Data for processing
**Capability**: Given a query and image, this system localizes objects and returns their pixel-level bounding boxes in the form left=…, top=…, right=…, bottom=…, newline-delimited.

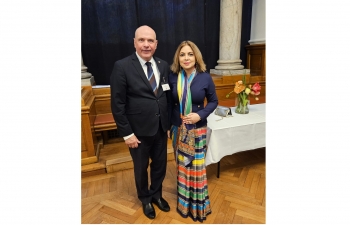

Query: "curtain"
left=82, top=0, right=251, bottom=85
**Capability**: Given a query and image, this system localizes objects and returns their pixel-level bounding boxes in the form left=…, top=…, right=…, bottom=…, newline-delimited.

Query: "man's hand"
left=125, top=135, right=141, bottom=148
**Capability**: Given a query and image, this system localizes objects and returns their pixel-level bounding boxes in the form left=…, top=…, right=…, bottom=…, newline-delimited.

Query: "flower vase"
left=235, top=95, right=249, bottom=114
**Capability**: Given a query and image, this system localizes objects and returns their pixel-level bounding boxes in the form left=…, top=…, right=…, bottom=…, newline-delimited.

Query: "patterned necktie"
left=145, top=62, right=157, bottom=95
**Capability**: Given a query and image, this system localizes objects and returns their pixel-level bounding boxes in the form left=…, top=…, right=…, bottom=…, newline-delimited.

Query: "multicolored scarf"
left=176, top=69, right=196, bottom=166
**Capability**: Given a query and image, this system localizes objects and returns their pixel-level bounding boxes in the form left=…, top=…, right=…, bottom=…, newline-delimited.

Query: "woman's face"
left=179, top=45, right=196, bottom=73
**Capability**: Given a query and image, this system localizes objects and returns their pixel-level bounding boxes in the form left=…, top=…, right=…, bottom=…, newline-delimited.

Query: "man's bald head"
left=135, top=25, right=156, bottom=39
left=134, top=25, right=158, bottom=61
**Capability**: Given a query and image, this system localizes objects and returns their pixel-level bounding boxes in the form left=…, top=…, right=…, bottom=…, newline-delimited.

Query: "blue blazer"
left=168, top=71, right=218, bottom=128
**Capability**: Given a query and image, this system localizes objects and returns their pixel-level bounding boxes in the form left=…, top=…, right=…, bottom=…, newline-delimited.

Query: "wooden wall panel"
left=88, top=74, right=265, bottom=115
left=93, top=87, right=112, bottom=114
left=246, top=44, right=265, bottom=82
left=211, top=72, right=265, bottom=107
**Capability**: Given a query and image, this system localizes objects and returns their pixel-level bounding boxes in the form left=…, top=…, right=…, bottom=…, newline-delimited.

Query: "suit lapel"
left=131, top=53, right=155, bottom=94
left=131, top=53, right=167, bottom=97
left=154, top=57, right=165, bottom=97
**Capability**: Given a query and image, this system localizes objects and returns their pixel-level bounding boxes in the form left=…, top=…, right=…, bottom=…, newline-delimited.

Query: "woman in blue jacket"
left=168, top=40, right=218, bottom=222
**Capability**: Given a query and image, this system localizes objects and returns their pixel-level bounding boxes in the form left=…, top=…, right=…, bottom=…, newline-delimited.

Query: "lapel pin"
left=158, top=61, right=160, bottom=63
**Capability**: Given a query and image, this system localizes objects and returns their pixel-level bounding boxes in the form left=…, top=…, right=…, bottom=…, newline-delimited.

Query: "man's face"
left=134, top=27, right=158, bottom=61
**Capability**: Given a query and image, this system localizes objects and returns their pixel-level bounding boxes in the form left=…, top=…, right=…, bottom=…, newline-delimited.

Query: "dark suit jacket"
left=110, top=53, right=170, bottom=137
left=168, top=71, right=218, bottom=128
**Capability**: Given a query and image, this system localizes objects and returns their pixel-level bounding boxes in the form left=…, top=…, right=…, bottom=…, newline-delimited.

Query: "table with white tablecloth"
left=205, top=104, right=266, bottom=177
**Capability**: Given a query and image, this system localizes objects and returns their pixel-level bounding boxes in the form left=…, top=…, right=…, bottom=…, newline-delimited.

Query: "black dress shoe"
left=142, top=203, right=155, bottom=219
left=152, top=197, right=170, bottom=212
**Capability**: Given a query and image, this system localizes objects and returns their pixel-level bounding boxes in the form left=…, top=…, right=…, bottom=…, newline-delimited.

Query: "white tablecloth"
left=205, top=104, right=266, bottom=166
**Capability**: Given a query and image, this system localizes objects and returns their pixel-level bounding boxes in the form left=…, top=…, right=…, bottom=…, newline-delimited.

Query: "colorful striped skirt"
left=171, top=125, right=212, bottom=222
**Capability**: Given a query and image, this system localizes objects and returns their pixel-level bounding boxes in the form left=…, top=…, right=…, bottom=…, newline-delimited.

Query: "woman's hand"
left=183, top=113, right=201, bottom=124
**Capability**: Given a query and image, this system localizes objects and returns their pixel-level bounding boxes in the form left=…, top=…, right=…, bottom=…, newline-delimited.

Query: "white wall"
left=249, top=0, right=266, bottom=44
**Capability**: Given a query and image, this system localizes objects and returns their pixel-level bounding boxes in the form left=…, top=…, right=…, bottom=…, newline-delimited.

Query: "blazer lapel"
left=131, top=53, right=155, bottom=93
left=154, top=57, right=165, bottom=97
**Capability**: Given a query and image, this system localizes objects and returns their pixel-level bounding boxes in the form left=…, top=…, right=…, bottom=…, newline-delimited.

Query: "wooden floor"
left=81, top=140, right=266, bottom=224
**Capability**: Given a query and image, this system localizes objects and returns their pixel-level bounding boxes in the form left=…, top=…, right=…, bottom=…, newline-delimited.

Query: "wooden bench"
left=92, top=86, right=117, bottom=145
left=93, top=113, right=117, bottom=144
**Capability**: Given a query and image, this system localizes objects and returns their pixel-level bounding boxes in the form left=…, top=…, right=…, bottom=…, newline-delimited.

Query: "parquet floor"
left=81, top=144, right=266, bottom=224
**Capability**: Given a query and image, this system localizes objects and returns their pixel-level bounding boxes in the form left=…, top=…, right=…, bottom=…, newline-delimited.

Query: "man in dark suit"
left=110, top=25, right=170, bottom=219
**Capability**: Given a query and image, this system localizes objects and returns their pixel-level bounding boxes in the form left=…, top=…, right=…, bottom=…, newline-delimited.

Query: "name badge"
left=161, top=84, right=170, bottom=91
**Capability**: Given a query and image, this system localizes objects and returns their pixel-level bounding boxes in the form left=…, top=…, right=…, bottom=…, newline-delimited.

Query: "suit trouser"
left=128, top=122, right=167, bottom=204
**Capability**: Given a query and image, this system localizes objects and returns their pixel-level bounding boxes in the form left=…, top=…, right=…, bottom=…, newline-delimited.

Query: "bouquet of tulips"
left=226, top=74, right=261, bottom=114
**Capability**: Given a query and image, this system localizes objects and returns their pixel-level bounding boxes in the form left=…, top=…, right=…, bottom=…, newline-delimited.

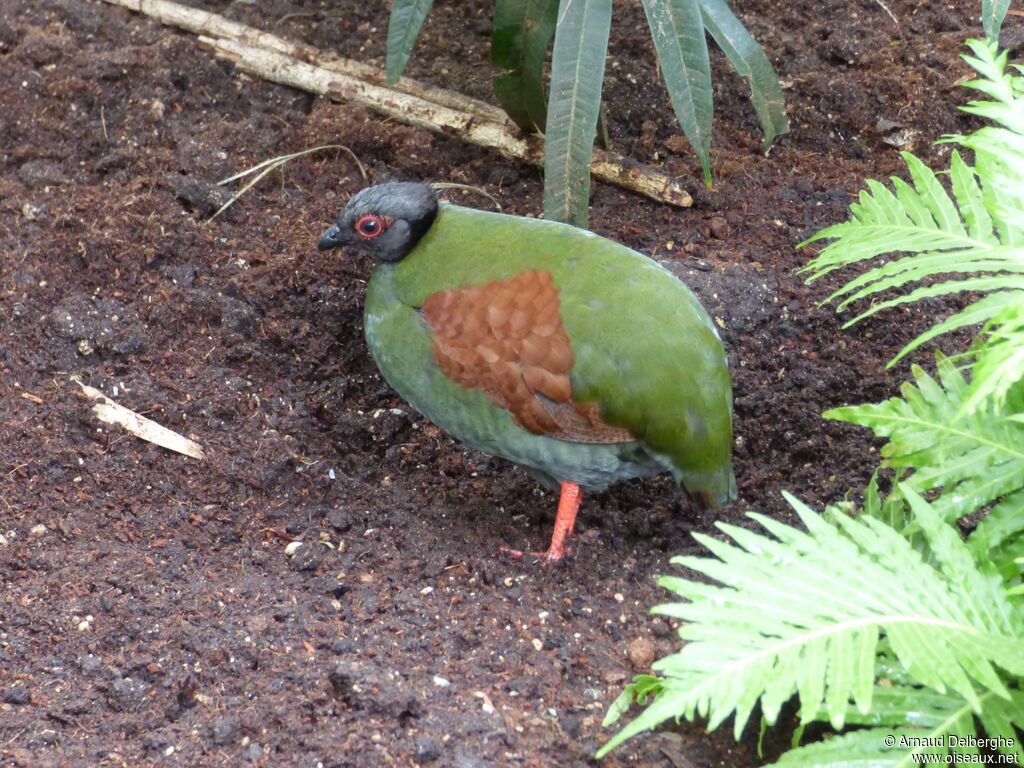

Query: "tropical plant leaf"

Work to be completed
Please print the listing above again word for word, without its pictures.

Written response
**Capability**: Given a query and image, this system localizes objects and returns their pixel-level bounding boxes in the form left=…, top=…, right=…, bottom=…, newline-delimited.


Query: "curtain"
left=82, top=0, right=251, bottom=85
**Capability**: Given a query and image, this system localizes objects and returns their pixel-level bounding boxes in the form left=…, top=…, right=…, bottom=…, newline-delimited.

Query: "man's hand"
left=125, top=135, right=141, bottom=148
**Capability**: Given a query and image, this system localizes objects and returns their pixel-level bounding boxes in the form left=…, top=…, right=…, bottom=…, newline-delimited.

Query: "flower vase"
left=235, top=95, right=249, bottom=114
**Capability**: Given a query and image, this system localizes objects and returns their pixel-level bounding boxes in the form left=…, top=…, right=…, bottom=…, newline-delimited.

Query: "patterned necktie"
left=145, top=62, right=157, bottom=95
**Capability**: Given a query and image, this system localizes objects and returns their pixel-level bounding boxes in the form left=…, top=…, right=…, bottom=…, newline-delimited.

Query: "multicolored scarf"
left=176, top=69, right=196, bottom=166
**Capability**: Given a query and image, this system localizes objects and returns their pixel-level bounding boxes in the form left=…, top=…, right=…, bottom=…, newline-delimited.

Query: "woman's face"
left=179, top=45, right=196, bottom=73
**Capability**: Given a query and image, this system localizes objects and returns their pixel-level bounding boxes in the form left=…, top=…, right=…, bottom=…, newline-delimited.

Query: "man's bald head"
left=135, top=25, right=156, bottom=39
left=134, top=25, right=158, bottom=61
**Capability**: Given a query and image, this system localizes objects and returns their pixel-level bounding boxes in the form left=…, top=…, right=…, bottom=…, newline-delimited.

Query: "blue blazer"
left=168, top=71, right=218, bottom=128
**Capability**: Given a query and image, this system localizes objects and returns their pixel-level bounding boxes in the form left=…, top=…, right=…, bottom=…, newline-delimited.

Query: "wooden wall panel"
left=88, top=74, right=265, bottom=115
left=93, top=87, right=112, bottom=114
left=246, top=44, right=265, bottom=82
left=211, top=72, right=265, bottom=107
**Capability**: Given a query and image, this system localizes objects and returns their pixel-level bounding boxes in the form left=…, top=…, right=…, bottom=…, newline-delimited.

Query: "suit lapel"
left=131, top=53, right=155, bottom=94
left=131, top=53, right=167, bottom=97
left=154, top=57, right=165, bottom=97
**Capability**: Given a query and image, this system localizes objects and returns their pixel-level bounding boxes in the form left=…, top=…, right=…, bottom=…, newline-delimited.

Query: "woman in blue jacket"
left=168, top=40, right=218, bottom=222
**Capability**: Given a query and image, this system localizes objects and returns their pixel-level bounding boxes in the form left=…, top=…, right=…, bottom=…, newline-delimited.

Query: "lapel pin"
left=158, top=61, right=160, bottom=63
**Capability**: Given a query and image, this system localizes objects and returns their pixel-level bounding boxes in the form left=…, top=…, right=…, bottom=…, newline-delimited.

Query: "man's face"
left=134, top=27, right=158, bottom=61
**Capability**: Given a query and image, this system localizes objects and returns their pixel-level bounding boxes in the form left=…, top=…, right=…, bottom=…, newline-delimited.

Query: "dark suit jacket"
left=110, top=53, right=170, bottom=137
left=168, top=71, right=218, bottom=128
**Capability**: Given a query and image, this system localizes objects and returns their pixel-level bounding boxes in the form left=…, top=…, right=…, bottom=…, newline-delimited.

Query: "table with white tablecloth"
left=205, top=104, right=266, bottom=177
**Capability**: Given a query and image, this system localizes objects and returns their pixel-level bounding boxes in the form left=…, top=…, right=…, bottom=…, newline-delimited.

Query: "black dress shoe"
left=142, top=203, right=155, bottom=219
left=152, top=197, right=170, bottom=212
**Capability**: Given a query and image, this system localizes objects and returns their pixel-level bounding boxes in the form left=…, top=…, right=…, bottom=…, newline-delimited.

Query: "white tablecloth"
left=205, top=104, right=266, bottom=166
**Capability**: Given a query and image, this system localizes objects and returns their pixel-level bounding boxes in the form left=…, top=…, right=…, bottom=…, newline-delimited.

Query: "colorful striped skirt"
left=171, top=125, right=212, bottom=222
**Capability**: Given a query and image, this system localizes objects and returns their pixel-level bounding boxes in the form left=…, top=…, right=…, bottom=…, newline-delimited.

Query: "woman's hand"
left=183, top=113, right=201, bottom=124
**Capability**: Given a query and image, this system localizes objects and returns their pixel-level bounding boxes in the form left=…, top=…, right=…, bottom=…, newline-delimited.

Query: "white wall"
left=249, top=0, right=266, bottom=44
**Capability**: Given a query and image, this system localizes objects and returns their pixel-level bounding boxes in the form left=…, top=…, right=…, bottom=…, newline-delimited.

Query: "blazer lapel"
left=131, top=53, right=155, bottom=93
left=154, top=57, right=165, bottom=97
**Capability**: Given a query and image, this system localizes objects and returns their pixel-level bounding boxes in the form left=…, top=…, right=…, bottom=…, newline-delimited.

Query: "wooden floor"
left=81, top=140, right=266, bottom=224
**Capability**: Given a query and image, this system localizes objects and returns their pixel-level bounding boxes in the form left=…, top=…, right=…, bottom=…, newline-delimited.

Query: "wooden bench"
left=92, top=86, right=117, bottom=145
left=93, top=113, right=117, bottom=144
**Capability**: Given a query and image, this system localizes objects and returns their pixel-level bounding boxes in the form left=…, top=…, right=…, bottom=…, newline-delimited.

Query: "parquet floor"
left=81, top=144, right=266, bottom=224
**Capability**: Given a query and image, this system localizes objects and returns their pixel-level bounding boxes in the form left=…, top=…, right=…, bottom=…, newline-delimited.

Query: "man in dark suit"
left=110, top=25, right=170, bottom=219
**Capability**: Given a query and image, this system localizes objects and returns their pixel-level bounding boxes in the form left=…, top=…, right=…, bottom=…, newline-delimited.

Query: "name badge"
left=161, top=84, right=170, bottom=91
**Capability**: Given a query and image, this system localizes objects and returns their pixel-level bounding boxes in the form left=…, top=…, right=…, bottom=…, newline-delimited.

Query: "suit trouser"
left=128, top=122, right=167, bottom=204
**Capability**: Given a query and image, this system localizes objects and returns their pixel-level bounding boxes in the form left=…, top=…, right=…, bottom=…, newline-delimited.

Query: "bouquet of tulips"
left=226, top=74, right=261, bottom=114
**Capability**: Given a query and image, this system localizes objects and returns their pixel-level bounding boxes in the form left=…, top=…, right=…, bottom=…, newline-delimited.


Query: "tropical plant leaf"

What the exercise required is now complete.